▶ [本文]
_ _ _ _ _

MRSコーティングに関するよくあるご質問
吉田SKTのシリコーンコーティング「MRSコーティング」に関する、お客様からよくいただくご質問をまとめました。
MRSコーティングの特性や用途、グレードの違いなどについてご案内いたします。




MRSコーティングの基本情報
MRSコーティングとはどのようなコーティングですか?
MRSコーティング(モールドリリースシリコーン)は、従来のシリコーンコーティングにはない特長を持つ非粘着コーティングです。シリコーンを主成分としたコーティングで、優れた離型性(非粘着性)を発揮しながら、耐溶剤性、膜硬度、耐熱性、低温加工性といった特長をもつ革新的な表面処理技術です。表面が平滑なため汚れをふき取りやすく、特定のグレードでは溶剤を使用して掃除しても離型性がほとんど変わりません。
従来のシリコーンコーティングやフッ素樹脂コーティングとどのような違いがありますか?
MRSコーティングはテフロン™フッ素樹脂コーティングを上回る離型性を誇り、粘着テープやシールのような特に粘着性の高い材料も簡単に剥がせるようになるといった効果を発揮します。また、従来のシリコーンコーティングでは溶剤で清掃すると非粘着性が低下しますが、MRSコーティングの一部のグレードでは清掃後も効果が持続します。さらに薄膜形成が可能なため、刃物の鋭い刃先や、しぼ目などの形状を保つことができます。

_ _ _ _ _

▶ [作業指示] MRSコーティングに関する本文のうち、「MRSコーティングの基本情報」を含む語句で始まり「の形状を保つことができます。」で終わる箇所を、一字一句違えずに再掲してください。

_ _ _ _ _

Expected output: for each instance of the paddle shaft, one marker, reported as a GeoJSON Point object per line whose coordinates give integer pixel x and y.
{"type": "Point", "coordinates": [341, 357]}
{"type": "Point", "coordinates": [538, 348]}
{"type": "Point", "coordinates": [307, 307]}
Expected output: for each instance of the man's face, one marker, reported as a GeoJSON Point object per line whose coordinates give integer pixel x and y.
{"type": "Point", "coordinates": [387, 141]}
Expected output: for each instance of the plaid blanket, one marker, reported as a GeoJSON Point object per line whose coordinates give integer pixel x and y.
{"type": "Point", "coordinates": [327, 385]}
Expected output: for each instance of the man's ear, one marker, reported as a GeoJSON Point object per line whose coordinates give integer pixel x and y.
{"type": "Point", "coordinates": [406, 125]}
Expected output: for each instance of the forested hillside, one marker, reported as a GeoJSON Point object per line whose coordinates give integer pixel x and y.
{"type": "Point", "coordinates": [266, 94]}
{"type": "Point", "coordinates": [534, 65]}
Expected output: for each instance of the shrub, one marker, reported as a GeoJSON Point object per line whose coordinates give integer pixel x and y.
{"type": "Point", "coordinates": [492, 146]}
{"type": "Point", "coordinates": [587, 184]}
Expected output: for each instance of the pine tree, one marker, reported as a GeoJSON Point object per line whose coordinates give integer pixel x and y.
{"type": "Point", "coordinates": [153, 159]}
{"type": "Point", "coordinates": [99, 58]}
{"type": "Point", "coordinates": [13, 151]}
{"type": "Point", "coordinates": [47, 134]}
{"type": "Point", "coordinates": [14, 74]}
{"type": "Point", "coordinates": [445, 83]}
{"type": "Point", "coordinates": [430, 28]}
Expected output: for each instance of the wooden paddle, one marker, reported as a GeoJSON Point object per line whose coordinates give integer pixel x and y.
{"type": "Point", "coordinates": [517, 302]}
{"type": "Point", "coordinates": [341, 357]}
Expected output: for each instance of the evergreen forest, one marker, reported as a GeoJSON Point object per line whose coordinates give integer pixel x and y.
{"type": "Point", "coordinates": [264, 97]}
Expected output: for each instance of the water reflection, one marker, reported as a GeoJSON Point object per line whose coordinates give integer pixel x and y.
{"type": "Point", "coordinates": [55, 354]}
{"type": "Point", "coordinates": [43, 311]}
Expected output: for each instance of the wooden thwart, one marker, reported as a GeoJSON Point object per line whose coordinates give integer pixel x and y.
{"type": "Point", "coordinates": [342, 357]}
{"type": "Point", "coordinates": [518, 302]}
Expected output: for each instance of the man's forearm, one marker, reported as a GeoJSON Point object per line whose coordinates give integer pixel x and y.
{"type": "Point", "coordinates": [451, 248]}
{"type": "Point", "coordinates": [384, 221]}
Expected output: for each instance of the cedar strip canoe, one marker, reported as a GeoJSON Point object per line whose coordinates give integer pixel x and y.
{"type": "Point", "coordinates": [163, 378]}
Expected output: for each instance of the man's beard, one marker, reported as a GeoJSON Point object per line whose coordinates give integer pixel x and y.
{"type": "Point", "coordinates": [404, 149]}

_ _ _ _ _

▶ [結果]
MRSコーティングの基本情報
MRSコーティングとはどのようなコーティングですか?
MRSコーティング(モールドリリースシリコーン)は、従来のシリコーンコーティングにはない特長を持つ非粘着コーティングです。シリコーンを主成分としたコーティングで、優れた離型性(非粘着性)を発揮しながら、耐溶剤性、膜硬度、耐熱性、低温加工性といった特長をもつ革新的な表面処理技術です。表面が平滑なため汚れをふき取りやすく、特定のグレードでは溶剤を使用して掃除しても離型性がほとんど変わりません。
従来のシリコーンコーティングやフッ素樹脂コーティングとどのような違いがありますか?
MRSコーティングはテフロン™フッ素樹脂コーティングを上回る離型性を誇り、粘着テープやシールのような特に粘着性の高い材料も簡単に剥がせるようになるといった効果を発揮します。また、従来のシリコーンコーティングでは溶剤で清掃すると非粘着性が低下しますが、MRSコーティングの一部のグレードでは清掃後も効果が持続します。さらに薄膜形成が可能なため、刃物の鋭い刃先や、しぼ目などの形状を保つことができます。